Count the lines in the records below that contain the string "grass", matching case exactly, and reply with only that number.

**Data for this exercise**

+--

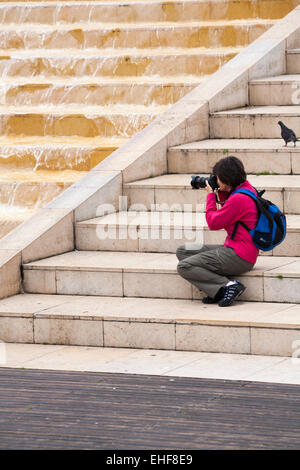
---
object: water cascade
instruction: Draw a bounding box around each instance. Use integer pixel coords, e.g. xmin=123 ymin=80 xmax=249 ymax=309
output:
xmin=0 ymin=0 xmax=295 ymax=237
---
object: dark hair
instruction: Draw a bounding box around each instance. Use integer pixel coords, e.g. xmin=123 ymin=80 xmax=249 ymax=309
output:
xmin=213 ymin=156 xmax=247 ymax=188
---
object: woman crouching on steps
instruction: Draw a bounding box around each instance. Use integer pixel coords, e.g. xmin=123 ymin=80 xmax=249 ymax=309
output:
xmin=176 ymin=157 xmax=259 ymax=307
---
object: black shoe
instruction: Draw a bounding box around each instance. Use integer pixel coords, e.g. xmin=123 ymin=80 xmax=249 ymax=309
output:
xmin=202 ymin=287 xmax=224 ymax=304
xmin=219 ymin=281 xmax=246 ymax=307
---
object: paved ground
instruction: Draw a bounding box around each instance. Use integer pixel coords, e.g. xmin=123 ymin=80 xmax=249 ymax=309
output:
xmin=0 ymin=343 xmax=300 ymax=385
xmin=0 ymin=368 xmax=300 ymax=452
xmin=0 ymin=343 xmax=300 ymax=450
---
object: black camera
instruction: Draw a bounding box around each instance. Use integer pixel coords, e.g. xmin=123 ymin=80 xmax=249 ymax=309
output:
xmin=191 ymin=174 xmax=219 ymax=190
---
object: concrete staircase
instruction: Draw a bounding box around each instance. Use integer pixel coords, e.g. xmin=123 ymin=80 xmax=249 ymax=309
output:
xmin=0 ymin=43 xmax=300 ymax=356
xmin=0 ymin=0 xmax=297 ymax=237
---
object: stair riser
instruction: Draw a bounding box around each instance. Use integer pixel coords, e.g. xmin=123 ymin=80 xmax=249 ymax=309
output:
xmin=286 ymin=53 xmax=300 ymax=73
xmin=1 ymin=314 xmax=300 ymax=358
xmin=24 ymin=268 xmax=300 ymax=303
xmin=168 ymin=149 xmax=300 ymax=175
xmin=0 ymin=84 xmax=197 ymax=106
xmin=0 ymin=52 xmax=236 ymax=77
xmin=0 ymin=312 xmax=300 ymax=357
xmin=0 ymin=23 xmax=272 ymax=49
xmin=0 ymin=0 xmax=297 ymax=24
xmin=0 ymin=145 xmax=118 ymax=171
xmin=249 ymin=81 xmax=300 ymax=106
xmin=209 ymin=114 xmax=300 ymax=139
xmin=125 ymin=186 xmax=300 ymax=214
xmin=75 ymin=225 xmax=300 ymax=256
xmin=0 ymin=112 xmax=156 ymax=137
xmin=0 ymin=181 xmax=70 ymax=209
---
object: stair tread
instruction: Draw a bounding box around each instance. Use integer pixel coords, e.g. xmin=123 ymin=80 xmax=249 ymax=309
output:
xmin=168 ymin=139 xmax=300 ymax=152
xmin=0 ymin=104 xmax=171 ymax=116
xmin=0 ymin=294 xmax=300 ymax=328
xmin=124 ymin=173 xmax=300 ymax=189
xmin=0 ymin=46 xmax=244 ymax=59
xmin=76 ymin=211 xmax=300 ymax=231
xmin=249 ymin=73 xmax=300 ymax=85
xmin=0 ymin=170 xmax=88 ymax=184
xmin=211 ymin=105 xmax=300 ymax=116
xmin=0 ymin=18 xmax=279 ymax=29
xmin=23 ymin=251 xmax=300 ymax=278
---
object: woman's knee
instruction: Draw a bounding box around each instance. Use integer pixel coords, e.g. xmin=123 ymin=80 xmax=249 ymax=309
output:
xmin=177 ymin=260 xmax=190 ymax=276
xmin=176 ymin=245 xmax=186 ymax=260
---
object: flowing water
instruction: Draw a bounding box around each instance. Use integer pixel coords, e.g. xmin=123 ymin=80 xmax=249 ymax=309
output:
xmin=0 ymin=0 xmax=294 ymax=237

+--

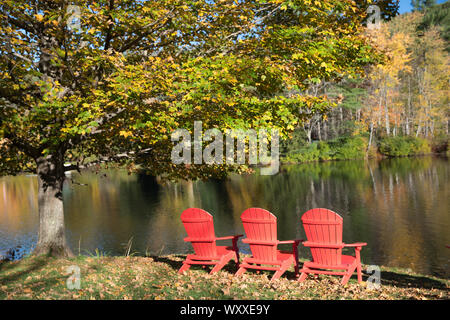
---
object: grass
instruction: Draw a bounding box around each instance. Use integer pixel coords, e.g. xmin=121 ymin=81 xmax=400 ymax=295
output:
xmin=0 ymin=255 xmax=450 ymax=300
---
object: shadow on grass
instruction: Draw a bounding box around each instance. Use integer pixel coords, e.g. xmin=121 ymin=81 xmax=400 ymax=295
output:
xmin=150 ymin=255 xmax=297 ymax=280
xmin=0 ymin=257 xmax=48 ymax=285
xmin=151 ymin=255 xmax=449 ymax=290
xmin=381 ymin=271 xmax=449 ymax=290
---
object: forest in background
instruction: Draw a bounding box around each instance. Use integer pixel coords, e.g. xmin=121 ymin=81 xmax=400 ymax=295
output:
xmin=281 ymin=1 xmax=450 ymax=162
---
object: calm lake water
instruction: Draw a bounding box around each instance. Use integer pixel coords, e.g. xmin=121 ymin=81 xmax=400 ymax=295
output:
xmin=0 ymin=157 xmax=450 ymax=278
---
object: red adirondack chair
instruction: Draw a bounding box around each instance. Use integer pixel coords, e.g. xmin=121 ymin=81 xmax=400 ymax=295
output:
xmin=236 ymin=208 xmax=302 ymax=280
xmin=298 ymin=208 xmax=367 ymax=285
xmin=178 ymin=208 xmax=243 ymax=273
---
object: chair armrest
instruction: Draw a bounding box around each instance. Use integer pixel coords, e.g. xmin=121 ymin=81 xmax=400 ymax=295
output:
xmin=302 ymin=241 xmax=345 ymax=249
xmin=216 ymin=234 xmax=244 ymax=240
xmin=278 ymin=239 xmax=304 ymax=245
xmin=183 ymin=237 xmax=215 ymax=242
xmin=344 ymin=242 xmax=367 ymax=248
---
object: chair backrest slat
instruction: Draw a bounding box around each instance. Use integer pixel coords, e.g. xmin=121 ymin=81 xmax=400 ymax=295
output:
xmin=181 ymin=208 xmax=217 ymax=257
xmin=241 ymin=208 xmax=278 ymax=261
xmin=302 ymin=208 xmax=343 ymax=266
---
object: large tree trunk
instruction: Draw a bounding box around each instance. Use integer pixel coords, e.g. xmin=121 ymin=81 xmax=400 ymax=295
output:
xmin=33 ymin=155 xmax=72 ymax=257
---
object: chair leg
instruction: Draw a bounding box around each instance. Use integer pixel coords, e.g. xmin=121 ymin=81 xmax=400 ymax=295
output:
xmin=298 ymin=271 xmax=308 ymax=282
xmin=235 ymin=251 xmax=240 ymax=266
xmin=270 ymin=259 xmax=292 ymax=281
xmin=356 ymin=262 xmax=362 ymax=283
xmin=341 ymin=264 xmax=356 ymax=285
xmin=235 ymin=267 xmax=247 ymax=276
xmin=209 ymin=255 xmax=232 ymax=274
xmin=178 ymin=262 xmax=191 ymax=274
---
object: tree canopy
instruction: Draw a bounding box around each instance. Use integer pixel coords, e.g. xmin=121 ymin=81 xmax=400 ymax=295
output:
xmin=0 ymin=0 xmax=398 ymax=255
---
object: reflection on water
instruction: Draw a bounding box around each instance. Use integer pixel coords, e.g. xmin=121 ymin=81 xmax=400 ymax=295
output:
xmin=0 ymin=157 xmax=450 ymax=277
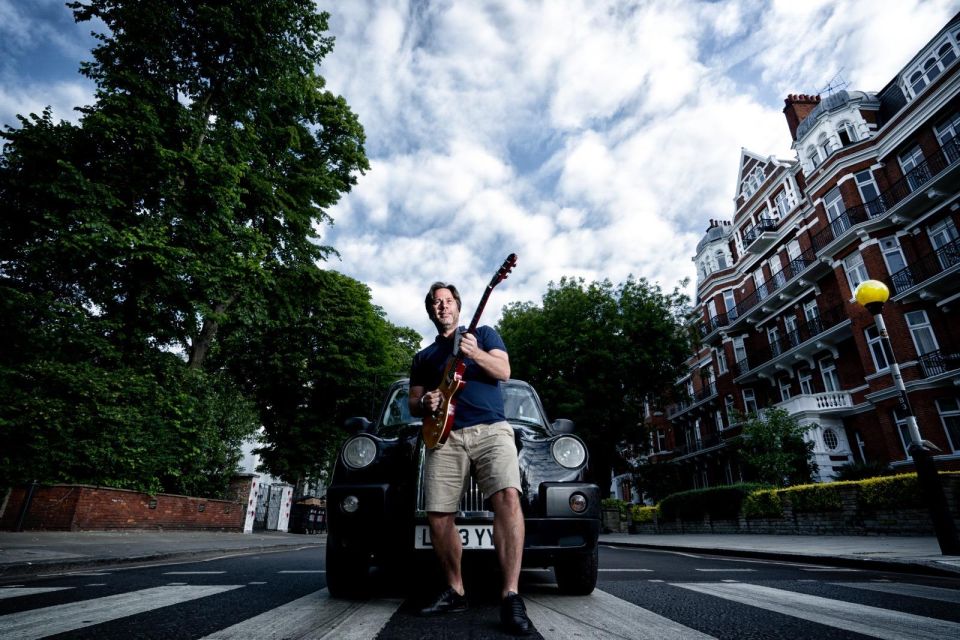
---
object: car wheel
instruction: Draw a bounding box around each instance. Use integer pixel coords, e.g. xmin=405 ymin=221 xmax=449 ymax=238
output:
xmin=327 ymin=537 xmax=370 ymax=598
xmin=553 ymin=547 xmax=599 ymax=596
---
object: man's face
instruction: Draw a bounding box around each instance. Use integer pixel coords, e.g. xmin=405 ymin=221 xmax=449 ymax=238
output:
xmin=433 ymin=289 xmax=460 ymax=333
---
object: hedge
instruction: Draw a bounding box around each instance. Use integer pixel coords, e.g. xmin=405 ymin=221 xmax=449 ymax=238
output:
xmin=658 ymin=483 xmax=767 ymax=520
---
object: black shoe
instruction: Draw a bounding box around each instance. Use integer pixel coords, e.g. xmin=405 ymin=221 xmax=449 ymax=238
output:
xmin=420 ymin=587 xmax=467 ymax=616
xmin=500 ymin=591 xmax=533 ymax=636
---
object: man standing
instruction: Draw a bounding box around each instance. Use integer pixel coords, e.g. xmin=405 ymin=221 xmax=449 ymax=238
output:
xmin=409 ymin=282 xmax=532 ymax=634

+--

**Correct result**
2